▶ [PROBLEM STATEMENT]:
Format each line of the listing below as a JSON list of strings, one string per line, and skip any blank lines.
··· EXTRACTED DATA
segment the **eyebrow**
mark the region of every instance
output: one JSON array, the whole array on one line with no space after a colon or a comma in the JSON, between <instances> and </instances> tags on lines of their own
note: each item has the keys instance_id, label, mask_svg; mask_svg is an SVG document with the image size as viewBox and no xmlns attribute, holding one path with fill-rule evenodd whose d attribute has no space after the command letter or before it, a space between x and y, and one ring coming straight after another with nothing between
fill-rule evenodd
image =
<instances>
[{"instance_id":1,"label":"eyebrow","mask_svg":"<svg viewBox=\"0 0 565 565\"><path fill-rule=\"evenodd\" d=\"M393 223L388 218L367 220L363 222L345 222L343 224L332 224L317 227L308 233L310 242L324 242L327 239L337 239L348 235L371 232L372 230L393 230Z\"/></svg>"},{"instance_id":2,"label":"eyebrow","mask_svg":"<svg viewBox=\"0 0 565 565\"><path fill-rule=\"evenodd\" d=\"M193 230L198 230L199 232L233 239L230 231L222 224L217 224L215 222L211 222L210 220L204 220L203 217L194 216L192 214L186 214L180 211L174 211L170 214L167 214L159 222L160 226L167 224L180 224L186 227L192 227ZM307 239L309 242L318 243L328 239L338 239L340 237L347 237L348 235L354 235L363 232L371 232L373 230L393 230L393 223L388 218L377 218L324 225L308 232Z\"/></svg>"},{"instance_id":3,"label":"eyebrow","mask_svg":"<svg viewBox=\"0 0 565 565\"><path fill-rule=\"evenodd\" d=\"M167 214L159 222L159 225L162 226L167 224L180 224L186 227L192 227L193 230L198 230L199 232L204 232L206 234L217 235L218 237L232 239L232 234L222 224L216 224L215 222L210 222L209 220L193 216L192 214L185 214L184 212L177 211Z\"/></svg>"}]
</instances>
······
▶ [EXPECTED ANSWER]:
[
  "segment the **eyebrow**",
  "mark the region of every instance",
  "output: one JSON array, the whole array on one line with no space after a colon or a comma in the JSON, between <instances> and </instances> tags on lines of their own",
  "note: each item has the keys instance_id, label, mask_svg; mask_svg is an SVG document with the image size as viewBox and no xmlns attribute, holding one path with fill-rule evenodd whose d attribute has no space after the command letter or before it, a space between x and y, and one ring coming straight after another with nothing between",
  "fill-rule evenodd",
  "image =",
  "<instances>",
  "[{\"instance_id\":1,\"label\":\"eyebrow\",\"mask_svg\":\"<svg viewBox=\\\"0 0 565 565\\\"><path fill-rule=\\\"evenodd\\\" d=\\\"M393 223L388 218L367 220L363 222L345 222L343 224L332 224L317 227L308 233L310 242L324 242L327 239L337 239L348 235L371 232L372 230L393 230Z\\\"/></svg>\"},{\"instance_id\":2,\"label\":\"eyebrow\",\"mask_svg\":\"<svg viewBox=\\\"0 0 565 565\\\"><path fill-rule=\\\"evenodd\\\" d=\\\"M193 230L198 230L199 232L233 239L230 231L222 224L217 224L215 222L211 222L210 220L204 220L203 217L194 216L192 214L186 214L180 211L174 211L170 214L167 214L159 222L160 226L167 224L180 224L186 227L192 227ZM307 239L309 242L318 243L328 239L338 239L340 237L347 237L348 235L354 235L363 232L371 232L373 230L393 230L393 223L388 218L377 218L324 225L308 232Z\\\"/></svg>\"},{\"instance_id\":3,\"label\":\"eyebrow\",\"mask_svg\":\"<svg viewBox=\\\"0 0 565 565\\\"><path fill-rule=\\\"evenodd\\\" d=\\\"M167 214L159 222L159 225L162 226L167 224L180 224L186 227L192 227L193 230L198 230L199 232L204 232L206 234L217 235L218 237L232 239L232 234L222 224L216 224L215 222L210 222L209 220L193 216L192 214L185 214L184 212L177 211Z\\\"/></svg>\"}]",
  "</instances>"
]